SHORT EXERCISE 1:
Please pick out every line in the listing that contains the string "pepper". Case counts.

Published June 3, 2026 | Version v1
Dataset Open

HFQA - Hyperspectral Imaging for Fish Quality Assessment: A Spatial-Spectral Benchmark Dataset for Non-Destructive Fish Freshness Analysis

Description

 

This Zenodo record contains a representative subset of the full dataset: Pack No. 5, captured daily across all 16 storage days. The subset is released to let users inspect data quality, file formats, and tooling before working with the complete collection.

1. Overview

HFQA (Hyperspectral Imaging for Fish Quality Assessment) is a hyperspectral imaging (HSI) dataset capturing the visual and spectral degradation of Atlantic salmon (Salmo salar) fillets during cold storage. A single fillet pack was imaged once per day for 16 consecutive days under controlled refrigeration, producing a time series that documents freshness loss across the visible and near-infrared (VNIR) range.

The dataset is intended for research in:

  • Non-destructive food freshness / shelf-life estimation
  • Spectral regression and ordinal classification of storage day
  • Hyperspectral band selection and dimensionality reduction
  • Domain adaptation and few-shot / transfer learning across packs and days
  • General hyperspectral image processing method development

Each acquisition is provided in two interchangeable formats so users can adopt whichever fits their pipeline:

Format Contents Typical use
ENVI BIP (.bip + .hdr) Raw band-interleaved-by-pixel cube with full ASCII header Remote-sensing / MATLAB / ENVI / SPy workflows
NumPy (.npy + wavelengths.npy + metadata.json) Ready-to-load array with sidecar wavelength and metadata files Python / deep-learning workflows

Both formats encode identical pixel data and wavelengths — they are provided purely for convenience.

DATA:
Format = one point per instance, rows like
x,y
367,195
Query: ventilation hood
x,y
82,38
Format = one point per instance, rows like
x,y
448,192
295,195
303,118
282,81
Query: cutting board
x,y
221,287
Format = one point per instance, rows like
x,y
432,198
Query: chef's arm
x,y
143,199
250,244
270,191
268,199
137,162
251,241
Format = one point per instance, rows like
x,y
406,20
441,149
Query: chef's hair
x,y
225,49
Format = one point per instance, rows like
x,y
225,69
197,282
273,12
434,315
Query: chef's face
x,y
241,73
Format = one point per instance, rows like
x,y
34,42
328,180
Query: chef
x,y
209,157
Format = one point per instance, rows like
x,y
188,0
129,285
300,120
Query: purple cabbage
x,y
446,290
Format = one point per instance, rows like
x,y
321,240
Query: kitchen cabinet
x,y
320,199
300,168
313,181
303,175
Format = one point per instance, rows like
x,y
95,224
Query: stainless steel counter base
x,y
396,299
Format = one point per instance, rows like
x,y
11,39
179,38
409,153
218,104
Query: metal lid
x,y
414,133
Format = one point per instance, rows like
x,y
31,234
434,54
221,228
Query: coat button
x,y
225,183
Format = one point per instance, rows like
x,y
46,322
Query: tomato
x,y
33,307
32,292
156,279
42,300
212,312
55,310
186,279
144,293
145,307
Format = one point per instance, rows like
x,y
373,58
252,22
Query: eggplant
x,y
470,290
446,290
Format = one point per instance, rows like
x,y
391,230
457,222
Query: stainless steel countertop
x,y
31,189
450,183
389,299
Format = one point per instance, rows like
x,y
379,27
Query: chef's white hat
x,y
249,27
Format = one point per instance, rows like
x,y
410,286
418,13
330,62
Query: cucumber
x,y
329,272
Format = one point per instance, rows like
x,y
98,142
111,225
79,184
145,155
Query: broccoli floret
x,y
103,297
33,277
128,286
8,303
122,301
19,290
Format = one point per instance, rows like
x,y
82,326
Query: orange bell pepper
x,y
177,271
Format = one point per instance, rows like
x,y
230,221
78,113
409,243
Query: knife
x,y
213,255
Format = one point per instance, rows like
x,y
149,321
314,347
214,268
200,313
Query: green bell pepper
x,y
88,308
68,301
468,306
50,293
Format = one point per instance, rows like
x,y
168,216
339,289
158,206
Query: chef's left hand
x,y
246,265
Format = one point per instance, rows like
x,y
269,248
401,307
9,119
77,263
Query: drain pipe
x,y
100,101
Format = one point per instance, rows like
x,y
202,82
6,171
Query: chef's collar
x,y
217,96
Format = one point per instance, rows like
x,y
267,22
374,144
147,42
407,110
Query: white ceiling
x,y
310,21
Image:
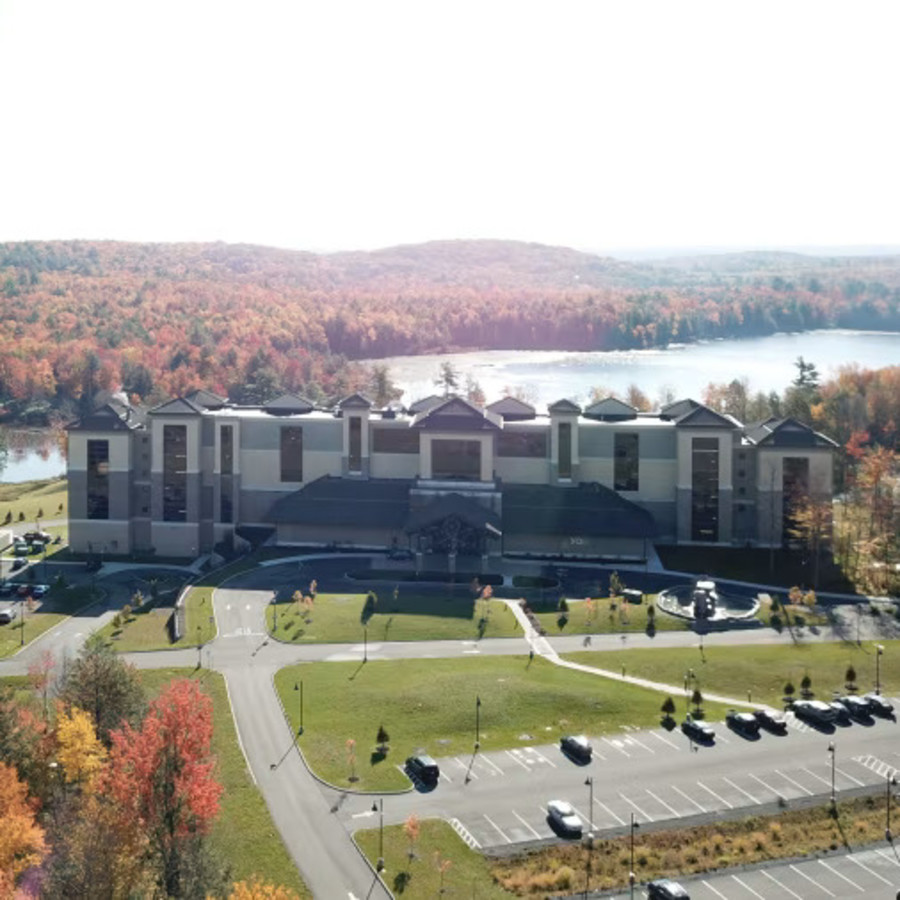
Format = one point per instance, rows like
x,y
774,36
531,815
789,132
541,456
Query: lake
x,y
546,375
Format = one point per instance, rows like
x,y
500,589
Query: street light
x,y
891,782
378,807
631,879
833,803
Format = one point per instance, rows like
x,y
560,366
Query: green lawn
x,y
466,872
430,705
762,670
404,616
602,616
243,833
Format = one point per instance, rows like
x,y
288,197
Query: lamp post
x,y
891,782
631,879
833,802
379,808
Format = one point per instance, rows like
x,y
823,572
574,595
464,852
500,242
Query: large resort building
x,y
441,477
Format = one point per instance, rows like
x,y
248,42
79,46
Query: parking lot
x,y
514,815
870,873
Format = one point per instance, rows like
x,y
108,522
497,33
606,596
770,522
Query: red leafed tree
x,y
163,775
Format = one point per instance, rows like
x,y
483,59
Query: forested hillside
x,y
159,319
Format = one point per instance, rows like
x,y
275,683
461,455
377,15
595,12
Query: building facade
x,y
442,476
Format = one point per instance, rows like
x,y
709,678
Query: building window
x,y
174,473
354,462
625,476
456,459
527,444
395,440
98,480
705,489
226,449
292,453
564,468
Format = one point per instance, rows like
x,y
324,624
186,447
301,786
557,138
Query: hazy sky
x,y
352,125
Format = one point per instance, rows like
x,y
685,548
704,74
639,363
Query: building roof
x,y
329,500
590,510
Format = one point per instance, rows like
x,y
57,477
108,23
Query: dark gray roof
x,y
338,501
589,510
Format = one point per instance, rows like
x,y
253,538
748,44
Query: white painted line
x,y
662,802
849,777
812,881
689,799
512,756
824,781
665,740
706,884
640,811
526,824
747,887
711,791
782,886
604,806
541,756
737,788
840,875
492,823
806,791
852,858
611,744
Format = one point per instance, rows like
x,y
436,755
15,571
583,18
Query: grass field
x,y
243,833
762,670
404,616
430,705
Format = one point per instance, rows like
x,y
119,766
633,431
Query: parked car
x,y
814,711
879,705
424,768
698,730
771,720
857,707
576,746
666,889
563,817
742,721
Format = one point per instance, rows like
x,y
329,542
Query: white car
x,y
563,817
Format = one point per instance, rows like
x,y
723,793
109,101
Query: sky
x,y
333,125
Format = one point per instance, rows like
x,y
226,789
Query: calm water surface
x,y
546,376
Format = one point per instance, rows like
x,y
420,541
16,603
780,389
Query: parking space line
x,y
689,799
806,791
840,875
852,858
711,791
812,880
665,740
494,824
512,756
747,887
745,793
540,755
823,780
604,806
611,744
642,813
782,886
662,802
532,830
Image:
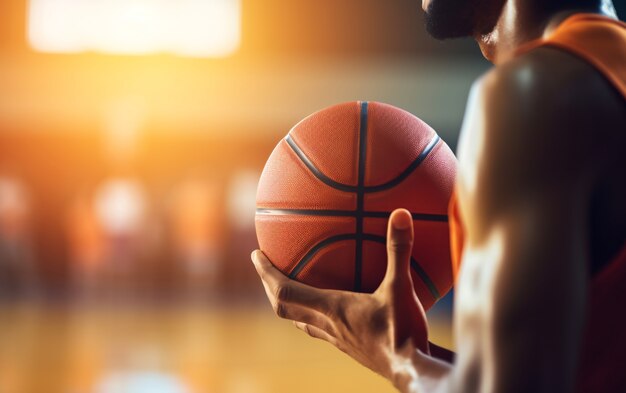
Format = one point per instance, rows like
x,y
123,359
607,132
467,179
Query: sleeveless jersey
x,y
601,42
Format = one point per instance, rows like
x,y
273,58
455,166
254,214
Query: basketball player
x,y
538,219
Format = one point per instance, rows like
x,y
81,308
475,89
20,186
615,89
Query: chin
x,y
449,18
461,18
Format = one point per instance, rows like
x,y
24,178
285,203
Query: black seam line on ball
x,y
319,174
315,249
346,213
360,197
368,237
410,169
414,265
368,189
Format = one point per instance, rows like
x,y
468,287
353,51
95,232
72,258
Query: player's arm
x,y
524,192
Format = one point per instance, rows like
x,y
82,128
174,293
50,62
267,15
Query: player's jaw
x,y
461,18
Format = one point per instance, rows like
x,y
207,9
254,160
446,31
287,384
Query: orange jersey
x,y
601,42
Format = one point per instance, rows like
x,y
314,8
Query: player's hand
x,y
380,330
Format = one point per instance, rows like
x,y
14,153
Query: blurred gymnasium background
x,y
132,135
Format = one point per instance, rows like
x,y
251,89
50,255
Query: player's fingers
x,y
281,289
316,332
399,245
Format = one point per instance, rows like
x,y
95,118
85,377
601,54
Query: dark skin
x,y
541,191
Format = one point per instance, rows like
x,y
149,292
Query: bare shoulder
x,y
549,108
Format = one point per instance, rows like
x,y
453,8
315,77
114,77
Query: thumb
x,y
399,246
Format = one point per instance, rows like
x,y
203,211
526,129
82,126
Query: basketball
x,y
329,187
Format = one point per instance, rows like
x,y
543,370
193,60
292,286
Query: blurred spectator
x,y
196,228
17,269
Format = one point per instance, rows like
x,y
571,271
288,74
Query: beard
x,y
462,18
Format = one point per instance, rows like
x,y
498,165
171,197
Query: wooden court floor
x,y
171,349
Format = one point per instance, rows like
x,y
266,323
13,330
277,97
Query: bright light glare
x,y
194,28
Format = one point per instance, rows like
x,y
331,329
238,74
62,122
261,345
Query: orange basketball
x,y
328,188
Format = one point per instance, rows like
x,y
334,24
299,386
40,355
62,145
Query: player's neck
x,y
519,24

SHORT EXERCISE 2:
List every research area that the HFQA dataset description names as an intended use of the dataset.

FULL SOLUTION 1:
Query: orange bell pepper
Query: green bell pepper

FULL SOLUTION 2:
- Non-destructive food freshness / shelf-life estimation
- Spectral regression and ordinal classification of storage day
- Hyperspectral band selection and dimensionality reduction
- Domain adaptation and few-shot / transfer learning across packs and days
- General hyperspectral image processing method development